What is being asked:
Could you reproduce only the records from the line containing "Task: annotate every instance of the white cloud" up to and including the line containing "Query: bird's head", requests and all, moving every answer coordinate by adding -34 to each of its numbers?

Source material:
· · ·
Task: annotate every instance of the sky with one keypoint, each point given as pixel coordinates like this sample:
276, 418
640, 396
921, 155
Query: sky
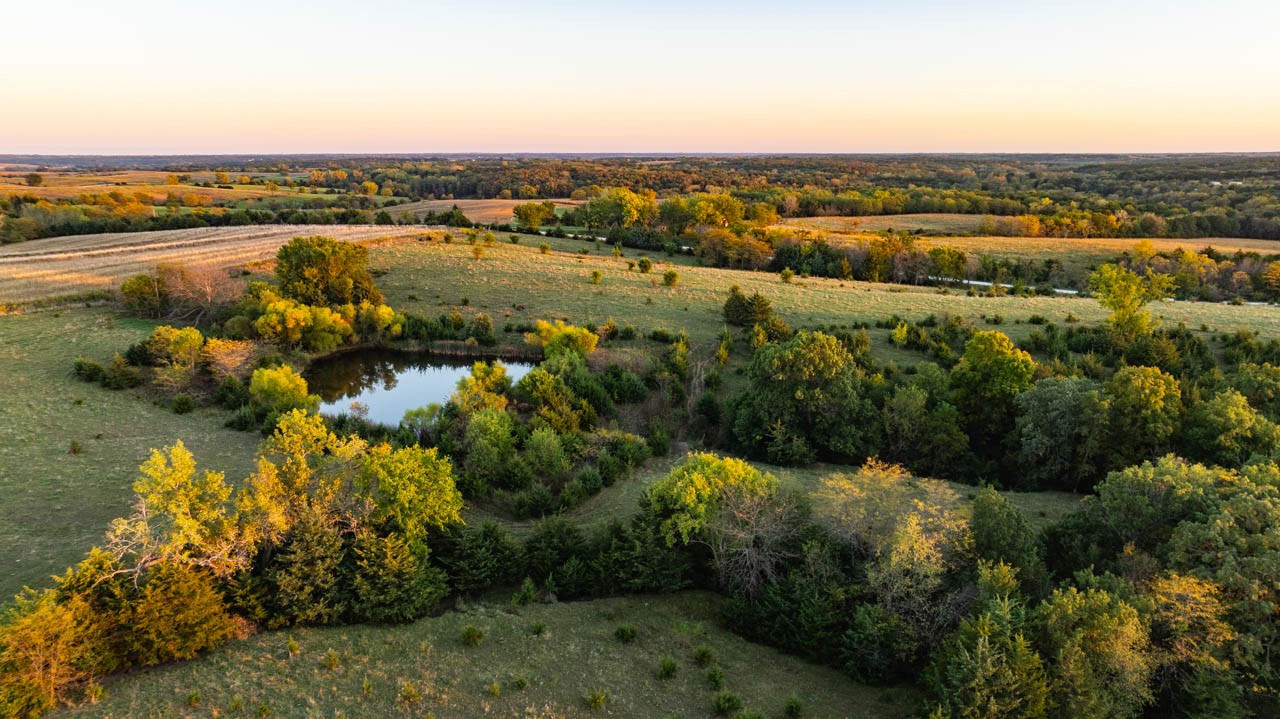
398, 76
· · ·
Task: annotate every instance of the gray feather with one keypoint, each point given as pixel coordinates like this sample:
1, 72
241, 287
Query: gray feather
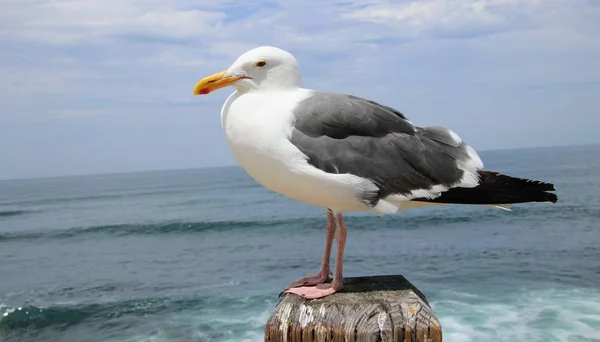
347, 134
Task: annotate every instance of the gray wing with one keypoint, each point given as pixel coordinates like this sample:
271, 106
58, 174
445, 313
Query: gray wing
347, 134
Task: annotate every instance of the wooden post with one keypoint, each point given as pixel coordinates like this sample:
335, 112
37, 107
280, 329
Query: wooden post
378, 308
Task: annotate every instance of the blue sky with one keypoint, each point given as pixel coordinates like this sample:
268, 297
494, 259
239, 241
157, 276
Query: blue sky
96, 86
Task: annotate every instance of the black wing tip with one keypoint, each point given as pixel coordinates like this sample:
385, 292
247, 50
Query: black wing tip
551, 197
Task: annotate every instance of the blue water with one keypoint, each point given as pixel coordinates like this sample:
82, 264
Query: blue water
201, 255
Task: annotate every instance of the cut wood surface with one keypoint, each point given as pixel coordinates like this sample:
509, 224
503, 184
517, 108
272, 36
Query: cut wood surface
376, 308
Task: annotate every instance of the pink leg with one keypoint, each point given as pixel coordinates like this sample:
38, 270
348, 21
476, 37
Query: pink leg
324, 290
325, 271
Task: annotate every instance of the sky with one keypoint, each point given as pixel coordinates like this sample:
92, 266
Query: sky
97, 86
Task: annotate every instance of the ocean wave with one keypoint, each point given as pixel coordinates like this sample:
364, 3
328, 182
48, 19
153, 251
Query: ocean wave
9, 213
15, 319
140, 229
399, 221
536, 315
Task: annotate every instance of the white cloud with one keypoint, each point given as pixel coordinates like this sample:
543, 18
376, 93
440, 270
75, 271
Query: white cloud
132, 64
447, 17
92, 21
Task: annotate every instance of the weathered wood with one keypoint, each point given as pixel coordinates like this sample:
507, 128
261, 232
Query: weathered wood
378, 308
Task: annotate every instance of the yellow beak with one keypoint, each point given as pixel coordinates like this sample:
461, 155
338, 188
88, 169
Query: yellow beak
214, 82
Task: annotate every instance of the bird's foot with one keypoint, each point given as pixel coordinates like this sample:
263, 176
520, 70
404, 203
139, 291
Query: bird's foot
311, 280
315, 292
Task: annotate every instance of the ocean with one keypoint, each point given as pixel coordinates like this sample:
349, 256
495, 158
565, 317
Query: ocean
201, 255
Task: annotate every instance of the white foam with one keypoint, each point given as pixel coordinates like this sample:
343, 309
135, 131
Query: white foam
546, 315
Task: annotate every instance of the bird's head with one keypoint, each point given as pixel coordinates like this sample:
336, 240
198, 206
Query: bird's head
· · ·
Solution for this exercise:
Task: annotate every instance of the white cloud with one keypoint, each point given as pixel coordinates like this sample:
543, 18
376, 93
440, 270
75, 271
Query: white cloud
98, 30
413, -17
58, -13
Task: annotate every instance of the weathered wood with one keypoint, each point given as pixel coordinates like this sample:
507, 128
261, 232
Query: weathered wood
344, 274
Task: annotate every instance of the yellow beak with one keypoint, each point given as pixel coordinates like this sample:
461, 155
338, 188
88, 169
Query: yellow beak
180, 48
Task: annotate every instance of the bird's foot with one keypoint, each point given as pixel coordinates like this sample:
263, 176
520, 70
404, 203
139, 291
Query: bird's foot
277, 246
281, 258
Task: annotate every instance of the ocean with one keypoint, each point given as pixel coordinates like this sample:
349, 256
495, 158
565, 317
Query: ocean
167, 221
Task: annotate every instance of the white foam with one keypoint, each point given as pixel coordinates like this sample:
343, 309
135, 131
Query: white foam
512, 281
Task: annotate every instance of the bird's head with one keypoint, each point given as pixel coordinates like this sample:
336, 240
198, 206
Query: bird's head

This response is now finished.